● Required work
Copy exactly the last part of the entries, starting from the line with "Where can the rock" and including the final line.
— START OF Materials provided —
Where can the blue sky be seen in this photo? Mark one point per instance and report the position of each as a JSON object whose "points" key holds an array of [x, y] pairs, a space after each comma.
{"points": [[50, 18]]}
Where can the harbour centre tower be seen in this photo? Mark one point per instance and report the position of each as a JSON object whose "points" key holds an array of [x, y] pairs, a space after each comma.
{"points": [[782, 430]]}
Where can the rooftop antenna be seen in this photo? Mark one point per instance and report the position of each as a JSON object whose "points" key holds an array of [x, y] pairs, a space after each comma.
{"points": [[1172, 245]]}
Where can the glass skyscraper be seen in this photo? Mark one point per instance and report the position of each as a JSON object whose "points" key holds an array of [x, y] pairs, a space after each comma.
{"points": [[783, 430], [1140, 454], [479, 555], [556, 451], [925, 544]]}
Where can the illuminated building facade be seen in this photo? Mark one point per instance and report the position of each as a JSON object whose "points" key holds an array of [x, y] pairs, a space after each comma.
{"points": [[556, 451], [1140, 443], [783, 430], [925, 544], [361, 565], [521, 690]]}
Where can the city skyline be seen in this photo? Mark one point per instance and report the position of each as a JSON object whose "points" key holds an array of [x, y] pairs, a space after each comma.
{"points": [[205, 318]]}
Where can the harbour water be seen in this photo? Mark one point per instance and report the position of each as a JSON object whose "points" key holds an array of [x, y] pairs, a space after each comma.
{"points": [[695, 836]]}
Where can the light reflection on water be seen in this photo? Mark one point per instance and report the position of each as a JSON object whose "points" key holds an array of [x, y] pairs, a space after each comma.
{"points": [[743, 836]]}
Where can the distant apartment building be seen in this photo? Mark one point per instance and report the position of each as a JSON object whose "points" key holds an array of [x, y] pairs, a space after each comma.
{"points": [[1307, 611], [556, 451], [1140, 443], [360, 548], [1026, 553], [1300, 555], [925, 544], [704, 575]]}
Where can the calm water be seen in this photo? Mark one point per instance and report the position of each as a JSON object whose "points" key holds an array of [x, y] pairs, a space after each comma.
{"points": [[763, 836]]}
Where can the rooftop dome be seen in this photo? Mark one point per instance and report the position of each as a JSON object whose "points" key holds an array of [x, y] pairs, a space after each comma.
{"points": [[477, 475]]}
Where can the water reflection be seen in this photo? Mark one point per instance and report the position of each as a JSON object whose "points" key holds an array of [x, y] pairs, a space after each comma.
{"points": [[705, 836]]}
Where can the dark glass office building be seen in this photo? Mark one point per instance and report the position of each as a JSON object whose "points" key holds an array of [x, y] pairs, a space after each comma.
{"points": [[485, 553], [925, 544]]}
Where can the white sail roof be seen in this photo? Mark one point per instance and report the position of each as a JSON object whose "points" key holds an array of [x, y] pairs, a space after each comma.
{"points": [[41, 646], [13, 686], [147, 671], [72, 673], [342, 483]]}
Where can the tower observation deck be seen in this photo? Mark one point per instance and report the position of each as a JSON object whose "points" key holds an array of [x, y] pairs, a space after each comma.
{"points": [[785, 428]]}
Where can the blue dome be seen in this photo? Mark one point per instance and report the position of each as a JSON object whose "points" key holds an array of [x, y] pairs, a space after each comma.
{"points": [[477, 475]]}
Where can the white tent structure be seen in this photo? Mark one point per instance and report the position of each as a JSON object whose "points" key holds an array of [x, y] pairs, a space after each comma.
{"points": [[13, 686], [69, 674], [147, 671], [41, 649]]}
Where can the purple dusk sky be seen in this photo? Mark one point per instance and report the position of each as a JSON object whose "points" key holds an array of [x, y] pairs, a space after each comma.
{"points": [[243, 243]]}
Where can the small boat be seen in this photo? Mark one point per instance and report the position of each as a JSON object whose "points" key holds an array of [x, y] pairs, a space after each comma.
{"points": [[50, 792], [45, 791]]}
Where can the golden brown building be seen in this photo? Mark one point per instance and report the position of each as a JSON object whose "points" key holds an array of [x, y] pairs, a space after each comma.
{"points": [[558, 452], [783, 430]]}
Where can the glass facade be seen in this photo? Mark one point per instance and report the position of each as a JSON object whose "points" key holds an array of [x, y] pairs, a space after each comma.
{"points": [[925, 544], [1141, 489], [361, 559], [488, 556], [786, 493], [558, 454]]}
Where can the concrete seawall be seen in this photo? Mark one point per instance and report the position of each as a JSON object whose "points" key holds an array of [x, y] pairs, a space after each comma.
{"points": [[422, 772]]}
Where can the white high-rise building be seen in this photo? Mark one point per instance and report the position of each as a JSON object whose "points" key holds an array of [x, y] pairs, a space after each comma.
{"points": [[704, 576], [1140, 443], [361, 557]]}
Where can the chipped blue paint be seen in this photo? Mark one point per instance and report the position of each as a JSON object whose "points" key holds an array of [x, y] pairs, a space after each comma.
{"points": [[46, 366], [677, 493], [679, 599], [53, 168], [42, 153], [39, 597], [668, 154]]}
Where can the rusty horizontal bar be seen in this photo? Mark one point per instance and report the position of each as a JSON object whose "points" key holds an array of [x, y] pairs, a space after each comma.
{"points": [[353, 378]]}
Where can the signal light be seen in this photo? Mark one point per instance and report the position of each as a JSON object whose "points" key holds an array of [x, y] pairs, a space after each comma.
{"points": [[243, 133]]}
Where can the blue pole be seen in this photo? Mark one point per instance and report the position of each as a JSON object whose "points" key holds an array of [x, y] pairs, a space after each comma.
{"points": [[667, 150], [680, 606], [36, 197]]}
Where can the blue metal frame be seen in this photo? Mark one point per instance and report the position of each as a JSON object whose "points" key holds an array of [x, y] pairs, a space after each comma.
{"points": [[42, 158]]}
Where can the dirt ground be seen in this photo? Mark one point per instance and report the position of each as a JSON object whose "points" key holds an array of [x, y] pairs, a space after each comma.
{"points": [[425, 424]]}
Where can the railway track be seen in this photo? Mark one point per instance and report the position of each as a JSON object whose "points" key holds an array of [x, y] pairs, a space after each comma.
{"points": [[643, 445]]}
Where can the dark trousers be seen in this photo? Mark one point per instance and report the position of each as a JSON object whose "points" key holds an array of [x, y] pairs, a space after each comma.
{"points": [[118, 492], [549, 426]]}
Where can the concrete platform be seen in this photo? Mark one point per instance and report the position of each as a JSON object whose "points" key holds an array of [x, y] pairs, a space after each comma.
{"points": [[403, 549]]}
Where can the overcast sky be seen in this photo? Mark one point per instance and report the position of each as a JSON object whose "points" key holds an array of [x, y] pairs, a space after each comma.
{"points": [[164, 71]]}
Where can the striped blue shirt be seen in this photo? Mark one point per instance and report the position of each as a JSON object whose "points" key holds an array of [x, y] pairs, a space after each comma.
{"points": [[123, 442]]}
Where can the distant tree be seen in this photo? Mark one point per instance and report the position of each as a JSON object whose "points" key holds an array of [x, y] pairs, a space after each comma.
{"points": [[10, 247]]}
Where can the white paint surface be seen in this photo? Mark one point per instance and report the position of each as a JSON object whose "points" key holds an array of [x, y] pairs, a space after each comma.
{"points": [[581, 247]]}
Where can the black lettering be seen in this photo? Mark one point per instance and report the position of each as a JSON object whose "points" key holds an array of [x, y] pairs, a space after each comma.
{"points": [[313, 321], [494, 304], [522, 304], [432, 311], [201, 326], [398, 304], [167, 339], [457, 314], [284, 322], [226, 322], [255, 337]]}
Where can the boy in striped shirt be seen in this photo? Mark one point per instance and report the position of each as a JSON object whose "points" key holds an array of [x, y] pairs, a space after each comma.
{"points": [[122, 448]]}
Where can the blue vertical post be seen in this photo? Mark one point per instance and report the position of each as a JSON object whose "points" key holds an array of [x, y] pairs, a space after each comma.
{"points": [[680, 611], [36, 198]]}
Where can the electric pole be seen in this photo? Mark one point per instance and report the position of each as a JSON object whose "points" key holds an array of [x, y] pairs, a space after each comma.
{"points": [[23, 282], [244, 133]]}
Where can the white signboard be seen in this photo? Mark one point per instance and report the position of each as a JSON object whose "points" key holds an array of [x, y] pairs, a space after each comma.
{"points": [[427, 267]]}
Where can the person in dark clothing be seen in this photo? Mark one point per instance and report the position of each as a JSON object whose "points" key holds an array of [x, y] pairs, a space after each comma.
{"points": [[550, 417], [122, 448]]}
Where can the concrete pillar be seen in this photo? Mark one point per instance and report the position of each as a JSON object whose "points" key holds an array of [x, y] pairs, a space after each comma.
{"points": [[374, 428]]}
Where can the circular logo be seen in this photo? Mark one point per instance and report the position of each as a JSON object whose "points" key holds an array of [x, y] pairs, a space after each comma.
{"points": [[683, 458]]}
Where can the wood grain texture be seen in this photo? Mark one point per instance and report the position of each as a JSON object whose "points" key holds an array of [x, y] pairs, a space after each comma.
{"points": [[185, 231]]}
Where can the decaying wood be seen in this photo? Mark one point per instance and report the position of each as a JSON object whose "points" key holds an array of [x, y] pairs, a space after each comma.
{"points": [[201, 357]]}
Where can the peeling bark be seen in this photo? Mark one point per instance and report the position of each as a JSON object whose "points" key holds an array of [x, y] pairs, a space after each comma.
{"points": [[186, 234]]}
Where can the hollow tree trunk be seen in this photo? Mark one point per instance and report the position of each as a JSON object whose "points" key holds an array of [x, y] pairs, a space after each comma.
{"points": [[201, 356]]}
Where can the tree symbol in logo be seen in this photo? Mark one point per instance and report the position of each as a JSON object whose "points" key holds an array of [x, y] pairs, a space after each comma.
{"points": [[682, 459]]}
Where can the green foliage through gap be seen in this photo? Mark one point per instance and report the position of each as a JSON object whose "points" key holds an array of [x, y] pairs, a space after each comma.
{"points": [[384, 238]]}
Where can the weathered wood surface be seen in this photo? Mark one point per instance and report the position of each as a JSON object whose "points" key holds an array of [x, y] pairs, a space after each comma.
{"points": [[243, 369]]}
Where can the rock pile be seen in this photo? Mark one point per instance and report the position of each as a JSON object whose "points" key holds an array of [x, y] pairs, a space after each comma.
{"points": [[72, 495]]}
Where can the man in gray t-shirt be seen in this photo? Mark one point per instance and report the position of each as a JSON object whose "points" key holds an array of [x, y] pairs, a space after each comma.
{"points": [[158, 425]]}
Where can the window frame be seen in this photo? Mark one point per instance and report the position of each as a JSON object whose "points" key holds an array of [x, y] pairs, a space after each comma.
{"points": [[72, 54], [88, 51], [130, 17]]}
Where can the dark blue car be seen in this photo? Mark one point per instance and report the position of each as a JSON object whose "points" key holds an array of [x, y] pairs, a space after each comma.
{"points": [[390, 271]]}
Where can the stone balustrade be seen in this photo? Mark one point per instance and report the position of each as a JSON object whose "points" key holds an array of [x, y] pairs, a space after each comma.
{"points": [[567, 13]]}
— END OF Materials provided —
● Written response
Where can the rock pile be seen in this photo? Mark one point per instance and report the position of each as a JSON object whose "points" key holds an array of [x, y] pairs, a space after each comma.
{"points": [[72, 495]]}
Where can the man in gray t-shirt be seen in this photo? Mark one point per instance and report the position of each as a JSON object whose "points" key holds an array of [x, y] pairs, a space after each comma.
{"points": [[158, 425]]}
Where can the window frame be seen in this photo? Mark one point per instance and report the position of each as a JSON object whose "points" key holds an array of [x, y] pairs, a space after each comma.
{"points": [[72, 54], [88, 51], [130, 17]]}
Where can the dark blue car be seen in this photo? Mark one point per instance and report the position of each as a JSON object whose "points" key holds an array of [x, y] pairs, a space after each comma.
{"points": [[390, 271]]}
Where can the stone balustrade be seen in this photo? Mark one point per instance and report the position of each as a JSON object whose "points" key holds an array of [x, y] pairs, a space after each comma.
{"points": [[567, 13]]}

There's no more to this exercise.